** BEGIN Input records **

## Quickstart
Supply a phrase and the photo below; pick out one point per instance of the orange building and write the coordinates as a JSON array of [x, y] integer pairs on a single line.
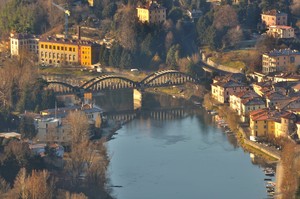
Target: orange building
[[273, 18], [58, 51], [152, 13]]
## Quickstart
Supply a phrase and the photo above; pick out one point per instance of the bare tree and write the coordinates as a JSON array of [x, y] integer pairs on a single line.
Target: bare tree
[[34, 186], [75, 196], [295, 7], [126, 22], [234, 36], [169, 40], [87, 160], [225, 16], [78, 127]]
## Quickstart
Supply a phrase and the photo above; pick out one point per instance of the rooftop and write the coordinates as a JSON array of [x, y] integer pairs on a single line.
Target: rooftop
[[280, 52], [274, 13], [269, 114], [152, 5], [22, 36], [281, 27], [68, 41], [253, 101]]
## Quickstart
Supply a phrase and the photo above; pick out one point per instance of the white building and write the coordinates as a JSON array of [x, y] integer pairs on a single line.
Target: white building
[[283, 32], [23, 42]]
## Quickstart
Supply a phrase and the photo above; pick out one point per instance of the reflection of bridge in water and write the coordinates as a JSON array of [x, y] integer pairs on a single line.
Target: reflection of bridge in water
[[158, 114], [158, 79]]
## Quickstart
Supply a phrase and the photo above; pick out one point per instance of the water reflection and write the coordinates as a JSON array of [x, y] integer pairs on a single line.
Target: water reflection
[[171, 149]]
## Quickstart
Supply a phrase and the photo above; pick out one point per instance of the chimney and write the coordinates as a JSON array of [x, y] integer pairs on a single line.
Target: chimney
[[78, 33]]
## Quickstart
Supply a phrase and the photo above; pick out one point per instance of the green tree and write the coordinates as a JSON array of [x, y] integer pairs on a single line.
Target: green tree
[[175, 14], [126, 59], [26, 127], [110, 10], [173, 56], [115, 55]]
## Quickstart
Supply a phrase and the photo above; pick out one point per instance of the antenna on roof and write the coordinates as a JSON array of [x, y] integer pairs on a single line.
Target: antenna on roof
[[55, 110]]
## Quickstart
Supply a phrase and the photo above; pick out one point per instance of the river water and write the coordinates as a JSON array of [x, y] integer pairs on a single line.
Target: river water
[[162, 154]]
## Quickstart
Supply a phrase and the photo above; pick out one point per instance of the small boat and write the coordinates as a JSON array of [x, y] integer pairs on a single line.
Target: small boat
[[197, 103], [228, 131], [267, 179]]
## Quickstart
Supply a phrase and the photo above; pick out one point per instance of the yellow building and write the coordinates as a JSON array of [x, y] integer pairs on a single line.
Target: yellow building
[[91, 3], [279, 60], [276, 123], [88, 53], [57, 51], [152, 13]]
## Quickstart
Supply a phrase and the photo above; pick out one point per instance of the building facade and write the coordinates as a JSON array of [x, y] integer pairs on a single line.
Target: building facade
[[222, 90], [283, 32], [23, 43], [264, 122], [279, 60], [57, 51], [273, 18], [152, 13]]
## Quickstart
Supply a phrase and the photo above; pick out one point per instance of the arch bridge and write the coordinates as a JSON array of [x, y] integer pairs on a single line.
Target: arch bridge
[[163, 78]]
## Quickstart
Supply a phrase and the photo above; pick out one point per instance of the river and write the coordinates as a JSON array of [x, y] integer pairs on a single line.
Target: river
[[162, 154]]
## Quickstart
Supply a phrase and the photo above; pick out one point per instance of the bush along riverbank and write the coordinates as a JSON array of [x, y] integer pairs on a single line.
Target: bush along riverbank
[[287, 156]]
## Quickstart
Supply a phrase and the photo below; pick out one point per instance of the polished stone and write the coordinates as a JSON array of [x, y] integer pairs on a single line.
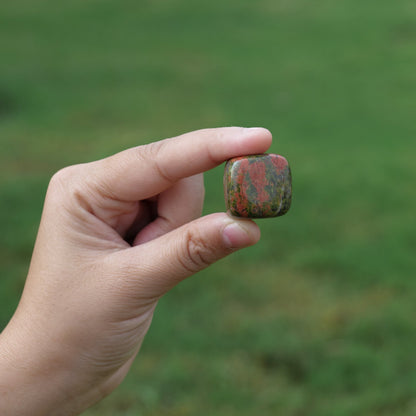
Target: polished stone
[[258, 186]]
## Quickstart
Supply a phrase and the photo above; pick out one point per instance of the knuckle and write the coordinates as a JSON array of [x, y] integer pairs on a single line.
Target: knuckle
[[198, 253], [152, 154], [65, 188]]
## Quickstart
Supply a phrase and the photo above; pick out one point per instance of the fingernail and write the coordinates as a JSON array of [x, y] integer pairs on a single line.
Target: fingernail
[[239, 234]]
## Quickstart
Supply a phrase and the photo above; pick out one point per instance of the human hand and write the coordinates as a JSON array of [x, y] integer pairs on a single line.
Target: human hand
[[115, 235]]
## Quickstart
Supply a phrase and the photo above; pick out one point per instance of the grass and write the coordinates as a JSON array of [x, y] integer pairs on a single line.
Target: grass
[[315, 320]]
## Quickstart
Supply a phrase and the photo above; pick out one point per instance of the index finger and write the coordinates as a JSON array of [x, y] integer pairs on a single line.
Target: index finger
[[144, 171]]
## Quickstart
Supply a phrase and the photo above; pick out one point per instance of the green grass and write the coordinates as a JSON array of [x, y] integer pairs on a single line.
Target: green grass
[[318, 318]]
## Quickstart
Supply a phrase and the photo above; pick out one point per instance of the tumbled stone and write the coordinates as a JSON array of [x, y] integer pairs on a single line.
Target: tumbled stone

** END Input records **

Exercise goal — Reproduce the entire listing above, replacing every "Quickstart" with "Getting Started" and changing nothing else; omit the pictures.

Answer to the problem —
## Getting Started
Supply a phrase and the photo below; pick out one point per instance of the orange building and write the coordinates as a JSON array of [x, y] integer pairs on a single line.
Target: orange building
[[273, 18], [58, 51], [152, 13]]
## Getting Started
Supply a phrase and the photo above; pick out one point per instance of the bare tree and write the coordinates as a JSON array of [x, y] integer pairs on a single line.
Target: bare tree
[[34, 186], [75, 196], [295, 7], [126, 22], [234, 36], [169, 40], [87, 160], [225, 16], [78, 127]]
## Getting Started
Supply a phrase and the photo above; pick out one point per instance of the rooftop and write the coordinates as a JSON array of [x, y] integer pairs on a single line.
Target: rooftop
[[280, 52], [274, 13], [269, 114], [152, 5], [22, 36], [281, 27], [68, 41], [253, 101]]
## Getting Started
Supply a phrase and the photo above; pick out one point per instance of the white building and write the coordinates as a JSON array of [x, y] integer pairs on a single line.
Target: white building
[[283, 32], [23, 42]]
## Getting Started
Supply a phrase and the photo above; pick out one point per instance of the reflection of bridge in water and write the coordinates as a JSON array of [x, y] integer pairs on a single line.
Target: reflection of bridge in water
[[158, 114], [158, 79]]
## Getting Started
Supply a phrase and the photo above; pick out one point per instance of the water reflection and write the coordinates as a JSON array of [x, y] integer pairs on a single line.
Target: water reflection
[[171, 149]]
## Getting Started
Supply a phrase and the photo above; pick out one point per instance of the chimney and write the coordinates as a JSON array of [x, y] integer pairs on a single line.
Target: chimney
[[78, 33]]
## Getting Started
Supply a phrase and the photo above; pick out one point per instance of the green tree and write the coordinates as a JSON array of [x, y] integer pairs on a single line.
Target: green tree
[[175, 14], [126, 59], [26, 127], [110, 10], [173, 56], [115, 55]]
## Getting Started
Supply a phrase and the photo above; pick out one point per instance of the antenna on roof and write the coordinates as a JSON array of [x, y] integer pairs on a single line.
Target: antenna on roof
[[55, 110]]
## Getting Started
Supply a phrase and the photo above; pick out one point per instance of the river water and write the coordinates as a JSON array of [x, y] integer pairs on a single line.
Target: river water
[[162, 154]]
## Getting Started
Supply a phrase and the photo above; pick out one point per instance of the small boat and write the coordinates as a JSON array of [x, y] integer pairs on a single line.
Target: small boat
[[197, 103], [228, 131], [267, 179]]
## Getting Started
Supply a phrase and the photo above; pick out one point per instance of the yellow building and write the coordinates as a JSON array of [x, y] integer pairs on a single line.
Target: yellow building
[[91, 3], [279, 60], [276, 123], [88, 53], [57, 51], [152, 13]]
## Getting Started
Supply a phrase and the photo above; pick out one point per instance of the building facade and write the coordinates as a JSON array of [x, y] integer pairs on a single line.
Target: building facade
[[222, 90], [283, 32], [23, 43], [264, 122], [279, 60], [57, 51], [273, 18], [152, 13]]
## Getting Started
Supply a phrase and the photo above; pick out one point per instance of the arch bridge and write the coordinates as a JSON array of [x, y] integer pairs on a single line.
Target: arch bridge
[[163, 78]]
## Getting Started
Supply a phrase and the photo above; pick out one point per instance of the river and write the coordinates as a JSON array of [x, y] integer pairs on a single line.
Target: river
[[162, 154]]
## Getting Started
Supply a phrase and the photo above; pick out one point per instance of the bush along riverbank and write the coordinates as a JSON array of [x, y] integer pairs on a single line.
Target: bush along riverbank
[[287, 156]]
## Getting Started
Supply a phrase and the photo below; pick out one point per instance of the polished stone and write the coordinates as a JSON array of [x, y] integer pairs on a single line.
Target: polished stone
[[258, 186]]
## Getting Started
Supply a phrase and the photo above; pick out one point per instance of the knuckle and write the coordinates as a JSON array of [x, y] integer pairs on a single line.
Target: knuckle
[[198, 253], [152, 154], [65, 188]]
## Getting Started
Supply a phrase and the photo above; pick out one point per instance of the fingernail and write the coordinates as a JSON array of [x, y] integer pairs on a single line.
Target: fingernail
[[239, 234]]
## Getting Started
Supply a phrase and the photo above; pick out one point per instance of the human hand and write the coordinates as a JSON array of [x, y] integer pairs on a single line.
Target: human hand
[[115, 235]]
## Getting Started
Supply a phrase and the photo above; pick out one point per instance of the grass and write the coordinates as a JSON array of [x, y] integer pairs on a single line.
Target: grass
[[315, 320]]
## Getting Started
Supply a phrase and the photo above; pick out one point per instance of the index finger and write the coordinates as a JSON array of [x, y] integer pairs on a single line.
Target: index finger
[[144, 171]]
## Getting Started
Supply a phrase and the photo above; pick out one point per instance of the green grass and write the coordinates as a JSON array of [x, y] integer pairs on a single line.
Target: green grass
[[318, 318]]
## Getting Started
Supply a phrase and the photo above; pick out one point per instance of the tumbled stone and write the coordinates as a JSON array of [x, y] integer pairs on a single line.
Target: tumbled stone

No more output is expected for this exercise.